**Work instructions:** In the notes on approximate inference, what effect does the E-step of expectation maximization have on the gap between $\mathcal{L}$ and $\log p(v)$?

**Text excerpt:**

In deep learning, we usually have a set of visible variables $v$, and hiden $h$.  
Inference is usually to compute $p(h|v)$, or it's expectation. There are often necessary for maximum likelihood learning.  

Many deep models (many latent layers) have intractable posterior distribution. This is due to interractions between latent variables.

# Inference as Optimization

Inference can be described as an optimization problem, and we can find an approximate solution to it.  
We want to compute $\log p(v;\theta)$, mut it may be too costly to marginalize out $h$.  
We can compute instead the evidence lower bound (ELBO):
$$\mathcal{L}(v, \theta, q) = \log p(v;\theta) - D_\text{KL}(q(h|v)||p(h|v;\theta))$$
with $q$ arbitrary distribution.  
$L \leq \log p(v;\theta)$, they are equal if $q$ is the same distribution as $p(h|v)$.  
$\mathcal{L}$ can be a lot more easy to compute for some $q$. We can rewrite it as:
$$\mathcal{L}(v, \theta, q) = \mathbb{E}_{h \sim q}[\log p(h,v)] + H(q)$$
$$H(q) = - \mathbb{E}_{h \sim q}[\log q(h|v)]$$

We can think of inference as finding $q$ to maximizes $\mathcal{L}$.  
Exact inference search over a family of function that contains $p(h|v)$. We can make inference less expensive by:
- Search over a restricted family of $q$
- Une an imperfect optimization prodecure.

# Expectation Maximization

EM is a popular algorithm for training with latent variables. We alternate between 2 steps untils convergence:

- E-step: Set $q(h^{(i)}|v) = p(h^{(i)}|v^{(i)};\theta^{(0)})$ for all training examles. $q$ is set in terms of $\theta^{(0)}$, and changing $\theta$ doesn't afect $q$.
- M-Step: maximize $\sum_i \mathcal{L}(v^{(i)},\theta,q)$ w.r.t. $\theta$.  

It can be seen as maximizing $\mathcal{L}$ w.r.t. $q$ on E-step, and $\theta$ on M-step.  
On M-step, we can take one or several gradient steps.  
The M-step introduce a gap between $\mathcal{L}$ and $\log p(v)$ as $\theta$ moves further away from $\theta^{(0)}$. E-step reduces the gap to $0$ each time.

# MAP Inference and Sparse Coding

MAP Inference infer the most likely value:
$$h^* = \arg \max_h p(h|v)$$

MAP inference is a form of approximate inference, with $q$ required to be a Dirac distribution:
$$q(h|v) = \delta(h - \mu)$$
$q$ is entirely controller by $\mu$. Dropping constants terms of $\mathcal{L}$, we get:
$$\mu^* = \arg \max_\mu \log p(h=\mu, v)$$

This can be trained with EM. E-step use MAP inference to infer $h^*$, and M-step updatee $\theta$ to increase $\log p(h^*, v)$.

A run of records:
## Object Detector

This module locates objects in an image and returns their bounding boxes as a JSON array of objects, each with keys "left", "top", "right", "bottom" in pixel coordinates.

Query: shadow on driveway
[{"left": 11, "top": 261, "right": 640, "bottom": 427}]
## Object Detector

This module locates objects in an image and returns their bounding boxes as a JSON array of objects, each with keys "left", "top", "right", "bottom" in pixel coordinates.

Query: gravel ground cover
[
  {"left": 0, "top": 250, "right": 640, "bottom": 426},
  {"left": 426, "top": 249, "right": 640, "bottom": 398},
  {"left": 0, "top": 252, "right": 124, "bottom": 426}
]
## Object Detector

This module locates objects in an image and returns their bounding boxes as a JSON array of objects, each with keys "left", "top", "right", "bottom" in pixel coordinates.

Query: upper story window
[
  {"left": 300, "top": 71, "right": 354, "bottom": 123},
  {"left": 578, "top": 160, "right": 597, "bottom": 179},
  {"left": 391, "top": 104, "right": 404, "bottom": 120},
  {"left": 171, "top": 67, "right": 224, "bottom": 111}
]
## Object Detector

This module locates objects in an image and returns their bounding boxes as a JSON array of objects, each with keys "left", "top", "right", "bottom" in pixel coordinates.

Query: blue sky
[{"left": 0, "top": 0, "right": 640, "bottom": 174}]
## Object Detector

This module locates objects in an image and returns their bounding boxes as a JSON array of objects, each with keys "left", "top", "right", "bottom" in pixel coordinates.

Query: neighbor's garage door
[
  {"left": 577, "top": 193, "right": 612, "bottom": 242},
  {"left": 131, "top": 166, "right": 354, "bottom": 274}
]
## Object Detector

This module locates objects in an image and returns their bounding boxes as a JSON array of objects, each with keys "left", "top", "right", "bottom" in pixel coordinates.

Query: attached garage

**Right answer:** It reduces the gap to $0$ each time.